_Task details_.
Convert everything from the line containing "Would you mind pointing at the chandelier" down to the line containing "column 561, row 374" in the entries below, both included, into a Markdown table with the columns Number and Text. Number each line in order and leave out any blank lines.

[Point labels for objects]
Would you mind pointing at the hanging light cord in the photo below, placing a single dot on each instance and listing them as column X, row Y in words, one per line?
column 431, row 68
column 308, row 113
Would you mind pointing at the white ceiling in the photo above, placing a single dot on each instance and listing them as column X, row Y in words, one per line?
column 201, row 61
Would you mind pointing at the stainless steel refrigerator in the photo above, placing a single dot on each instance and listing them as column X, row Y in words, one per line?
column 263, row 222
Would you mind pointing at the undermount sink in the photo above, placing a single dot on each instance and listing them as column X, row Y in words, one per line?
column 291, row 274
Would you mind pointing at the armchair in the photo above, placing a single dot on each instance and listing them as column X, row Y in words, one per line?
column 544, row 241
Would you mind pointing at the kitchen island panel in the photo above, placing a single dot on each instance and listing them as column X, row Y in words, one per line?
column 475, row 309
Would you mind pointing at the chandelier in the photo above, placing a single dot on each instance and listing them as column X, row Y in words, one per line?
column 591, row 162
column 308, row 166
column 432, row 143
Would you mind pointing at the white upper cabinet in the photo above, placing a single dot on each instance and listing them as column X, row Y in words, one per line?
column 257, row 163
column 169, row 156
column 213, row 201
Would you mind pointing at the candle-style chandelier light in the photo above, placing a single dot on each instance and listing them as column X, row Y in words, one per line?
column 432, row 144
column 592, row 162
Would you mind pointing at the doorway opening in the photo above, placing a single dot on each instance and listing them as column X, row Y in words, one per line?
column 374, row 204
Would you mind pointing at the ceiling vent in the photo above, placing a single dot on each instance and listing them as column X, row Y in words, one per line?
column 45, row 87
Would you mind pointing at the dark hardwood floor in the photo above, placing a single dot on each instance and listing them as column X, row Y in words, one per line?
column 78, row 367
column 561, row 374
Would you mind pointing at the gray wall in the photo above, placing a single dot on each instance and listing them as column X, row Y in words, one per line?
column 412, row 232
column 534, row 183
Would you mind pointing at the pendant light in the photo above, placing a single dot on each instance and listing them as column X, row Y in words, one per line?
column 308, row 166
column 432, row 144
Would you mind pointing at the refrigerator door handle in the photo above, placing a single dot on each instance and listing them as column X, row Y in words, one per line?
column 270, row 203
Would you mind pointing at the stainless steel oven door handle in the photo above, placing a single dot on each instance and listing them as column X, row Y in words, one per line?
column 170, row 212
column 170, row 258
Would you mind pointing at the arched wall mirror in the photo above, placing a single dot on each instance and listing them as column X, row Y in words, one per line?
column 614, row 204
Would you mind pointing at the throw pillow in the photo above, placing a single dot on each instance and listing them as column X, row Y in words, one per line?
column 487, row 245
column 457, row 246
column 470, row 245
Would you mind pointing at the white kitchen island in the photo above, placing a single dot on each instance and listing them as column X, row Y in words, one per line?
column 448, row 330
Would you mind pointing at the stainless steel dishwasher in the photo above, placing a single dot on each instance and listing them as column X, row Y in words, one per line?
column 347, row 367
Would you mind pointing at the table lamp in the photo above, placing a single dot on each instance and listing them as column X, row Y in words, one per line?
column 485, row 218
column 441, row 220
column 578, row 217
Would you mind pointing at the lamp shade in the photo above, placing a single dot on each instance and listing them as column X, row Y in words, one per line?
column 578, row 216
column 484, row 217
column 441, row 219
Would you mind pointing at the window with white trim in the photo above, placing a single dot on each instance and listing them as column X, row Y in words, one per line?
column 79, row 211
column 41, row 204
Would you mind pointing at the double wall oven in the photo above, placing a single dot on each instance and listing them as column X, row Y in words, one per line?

_Written response_.
| Number | Text |
|---|---|
| 1 | Would you mind pointing at the chandelier in the photo above, placing a single dot on each instance and listing them as column X, row Y in words, one per line? |
| 2 | column 591, row 162 |
| 3 | column 308, row 166 |
| 4 | column 432, row 143 |
| 5 | Would you mind pointing at the white upper cabinet in the photo above, placing a single dot on each instance and listing them as column X, row Y in words, one per line? |
| 6 | column 257, row 163 |
| 7 | column 169, row 156 |
| 8 | column 213, row 201 |
| 9 | Would you mind pointing at the candle-style chandelier light in the photo above, placing a single dot on each instance and listing them as column X, row Y in words, one per line? |
| 10 | column 432, row 144 |
| 11 | column 592, row 162 |
| 12 | Would you mind pointing at the doorway opening in the photo above, placing a single dot on each instance and listing them as column X, row Y in words, one per line? |
| 13 | column 374, row 204 |
| 14 | Would you mind pointing at the ceiling vent in the photo above, placing a single dot on each instance and listing them as column X, row Y in words, one per line? |
| 15 | column 45, row 87 |
| 16 | Would you mind pointing at the dark hardwood floor in the photo above, placing a single dot on each instance and listing them as column X, row Y in words, one per line? |
| 17 | column 78, row 367 |
| 18 | column 561, row 374 |